TASK PROMPT: Reproduce, exactly, the lines of the material below from the line containing "Look at this image and locate every instance of circular" through the line containing "Look at this image and locate every instance of girl's smile.", with both end lines included and nothing else.

=== SOURCE MATERIAL ===

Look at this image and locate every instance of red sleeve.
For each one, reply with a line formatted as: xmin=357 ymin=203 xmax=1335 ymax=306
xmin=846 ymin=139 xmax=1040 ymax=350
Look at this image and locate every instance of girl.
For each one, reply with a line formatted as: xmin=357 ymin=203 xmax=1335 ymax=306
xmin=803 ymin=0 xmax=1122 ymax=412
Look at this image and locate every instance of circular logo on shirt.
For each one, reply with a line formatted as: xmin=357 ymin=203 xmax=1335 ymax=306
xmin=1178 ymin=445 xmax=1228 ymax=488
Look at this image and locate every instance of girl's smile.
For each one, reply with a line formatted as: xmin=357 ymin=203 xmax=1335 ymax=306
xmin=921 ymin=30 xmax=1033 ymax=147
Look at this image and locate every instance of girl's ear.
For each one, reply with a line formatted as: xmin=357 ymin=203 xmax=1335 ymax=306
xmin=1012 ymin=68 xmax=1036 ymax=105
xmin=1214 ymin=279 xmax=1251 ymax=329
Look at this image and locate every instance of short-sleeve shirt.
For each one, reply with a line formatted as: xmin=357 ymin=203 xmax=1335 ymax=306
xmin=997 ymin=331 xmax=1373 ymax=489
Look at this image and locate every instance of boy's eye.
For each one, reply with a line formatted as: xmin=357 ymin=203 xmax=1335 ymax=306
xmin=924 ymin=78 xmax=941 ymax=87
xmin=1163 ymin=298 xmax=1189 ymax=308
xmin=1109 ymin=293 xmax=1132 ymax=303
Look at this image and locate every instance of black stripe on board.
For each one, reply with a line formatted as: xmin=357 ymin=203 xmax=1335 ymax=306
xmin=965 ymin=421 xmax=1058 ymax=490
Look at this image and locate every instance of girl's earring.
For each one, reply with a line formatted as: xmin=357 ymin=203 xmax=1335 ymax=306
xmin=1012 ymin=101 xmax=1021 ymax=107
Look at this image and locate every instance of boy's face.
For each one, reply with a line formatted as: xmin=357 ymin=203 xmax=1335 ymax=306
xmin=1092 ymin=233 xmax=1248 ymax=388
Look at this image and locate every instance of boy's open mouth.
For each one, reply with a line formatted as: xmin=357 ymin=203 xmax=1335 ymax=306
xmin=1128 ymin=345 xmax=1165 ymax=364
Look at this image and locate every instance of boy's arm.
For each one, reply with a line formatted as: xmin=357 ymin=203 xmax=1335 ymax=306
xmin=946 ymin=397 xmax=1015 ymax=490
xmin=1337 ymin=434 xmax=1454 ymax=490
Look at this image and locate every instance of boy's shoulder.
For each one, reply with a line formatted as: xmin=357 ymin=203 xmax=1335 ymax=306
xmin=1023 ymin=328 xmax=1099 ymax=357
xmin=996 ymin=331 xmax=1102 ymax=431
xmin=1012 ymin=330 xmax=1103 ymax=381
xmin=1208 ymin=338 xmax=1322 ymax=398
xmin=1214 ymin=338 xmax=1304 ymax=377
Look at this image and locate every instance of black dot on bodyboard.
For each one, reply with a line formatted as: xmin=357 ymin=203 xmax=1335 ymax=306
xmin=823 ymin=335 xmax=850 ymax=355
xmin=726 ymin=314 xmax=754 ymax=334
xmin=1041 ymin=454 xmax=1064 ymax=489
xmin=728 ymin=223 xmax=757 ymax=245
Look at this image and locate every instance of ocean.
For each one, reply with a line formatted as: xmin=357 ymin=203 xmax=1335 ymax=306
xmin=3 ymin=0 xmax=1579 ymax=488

===

RESPONSE BELOW:
Look at this image and locate every instance of circular logo on shirt.
For each one, reply with a line formatted as: xmin=357 ymin=203 xmax=1335 ymax=306
xmin=1178 ymin=445 xmax=1228 ymax=488
Look at this image and locate every instance of girl's smile.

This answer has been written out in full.